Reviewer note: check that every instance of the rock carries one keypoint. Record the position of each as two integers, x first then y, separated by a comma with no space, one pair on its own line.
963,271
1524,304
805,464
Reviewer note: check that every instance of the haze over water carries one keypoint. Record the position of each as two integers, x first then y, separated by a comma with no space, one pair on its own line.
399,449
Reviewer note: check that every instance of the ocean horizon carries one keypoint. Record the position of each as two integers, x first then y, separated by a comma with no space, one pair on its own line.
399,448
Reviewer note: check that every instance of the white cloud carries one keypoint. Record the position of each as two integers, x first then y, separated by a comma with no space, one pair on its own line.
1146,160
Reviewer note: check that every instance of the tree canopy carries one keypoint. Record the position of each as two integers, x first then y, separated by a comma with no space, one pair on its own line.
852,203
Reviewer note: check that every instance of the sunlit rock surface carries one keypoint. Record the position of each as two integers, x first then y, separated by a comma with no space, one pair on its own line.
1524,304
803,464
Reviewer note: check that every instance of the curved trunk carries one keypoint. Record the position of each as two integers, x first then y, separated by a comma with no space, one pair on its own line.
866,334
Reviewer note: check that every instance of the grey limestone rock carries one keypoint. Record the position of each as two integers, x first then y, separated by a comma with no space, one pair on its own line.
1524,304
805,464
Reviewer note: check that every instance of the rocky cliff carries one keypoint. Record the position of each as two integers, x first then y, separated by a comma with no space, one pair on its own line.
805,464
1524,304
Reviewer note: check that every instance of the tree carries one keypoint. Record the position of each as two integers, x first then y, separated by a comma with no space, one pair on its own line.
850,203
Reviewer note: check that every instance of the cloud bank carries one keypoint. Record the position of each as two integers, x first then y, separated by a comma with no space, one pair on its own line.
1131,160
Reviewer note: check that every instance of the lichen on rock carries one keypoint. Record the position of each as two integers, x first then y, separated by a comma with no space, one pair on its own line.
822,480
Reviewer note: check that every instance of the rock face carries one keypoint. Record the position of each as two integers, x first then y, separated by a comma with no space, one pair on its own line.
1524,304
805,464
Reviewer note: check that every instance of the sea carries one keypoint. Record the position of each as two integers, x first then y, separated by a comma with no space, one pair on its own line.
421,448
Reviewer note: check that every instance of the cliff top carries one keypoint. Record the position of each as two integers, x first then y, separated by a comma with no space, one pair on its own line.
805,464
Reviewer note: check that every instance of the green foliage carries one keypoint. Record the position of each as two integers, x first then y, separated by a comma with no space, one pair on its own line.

## Work instructions
Reproduce all of the material above line for line, keeping every word, number, and punctuation mark unchanged.

## Output of the task
Reviewer note: check that every instance of the rock carries one keypoint. Record the position of each as two integers, x first then y, separated by a comma with no space, one pair on its own line.
963,271
1524,304
805,464
Reviewer note: check that every instance of the haze over water carries one keypoint. Record the position of each as two integers, x first then y, separated by a comma with no space, one pair on its own line.
399,449
Reviewer note: check that every instance of the ocean horizon carries one keypoint. Record the position of each as two integers, x first then y, separated by a comma with no space, one pair on its own line.
399,448
Reviewer note: check that every instance of the white cloud carries one keypoint. Record the position of each as two integers, x first then y, separated by a comma with no space, one pair on its own line.
1146,160
Reviewer note: check that every instance of the tree canopy carries one keypoint. Record the position of each as two integers, x first then y, separated by a comma with no space, one pair on its own line.
852,203
Reviewer note: check that every instance of the sunlit rock surface carries one keypoint. Record the position of each as two integers, x first then y, separated by a comma with no space, one pair on its own line.
1524,304
803,464
Reviewer note: check that every instance of the curved trunk carries one keypoint. Record the position of each as two integers, x first then y, separated by a comma with no space, one pair on its own line.
866,334
Reviewer note: check that every instance of the grey limestone rock carries one keypoint. Record the position of each as two integers, x first then y, separated by a comma with no space, one pair on its own line.
1524,304
805,464
Reviewer note: check that every instance of the rocky cliff carries one keypoint. Record the position of each as two integers, x first then y, separated by a comma with no space, one pair on its own line.
805,464
1524,304
Reviewer note: check that every instance of the tree carries one keypoint. Record the position of each as two integers, x first then y, separated by a comma with no space, one pair on its own line.
850,203
Reviewer note: check that every instance of the cloud bank carries one keypoint. Record the position of each as two integers, x first then y, separated by a comma with no space, one pair on its own line.
1131,160
Reviewer note: check that every instance of the lichen on rock carries one keypoint. Record the position of each as two integers, x first then y, separated by a comma with no space, one pair on its own line.
822,480
Reviewer note: check that every instance of the rock face carries one keypoint. Record the position of each as two integers, x first then y, separated by a comma with no space, one pair on its own line.
1524,304
805,464
Reviewer note: check that every instance of the sea carries one keypoint. Record the position of each as two integers, x first then y, separated by a comma with no space, one pair on its own line.
421,448
Reviewer note: check that every instance of the cliff top carries one keypoint. Record the position of each as two integers, x first then y, separated by a comma with no space, one pair on its own line.
805,464
Reviewer note: check that every instance of the green foliage carries one keypoint. Record the position of each as two integers, x first then y, separated by a comma with no space, one pair on its own line.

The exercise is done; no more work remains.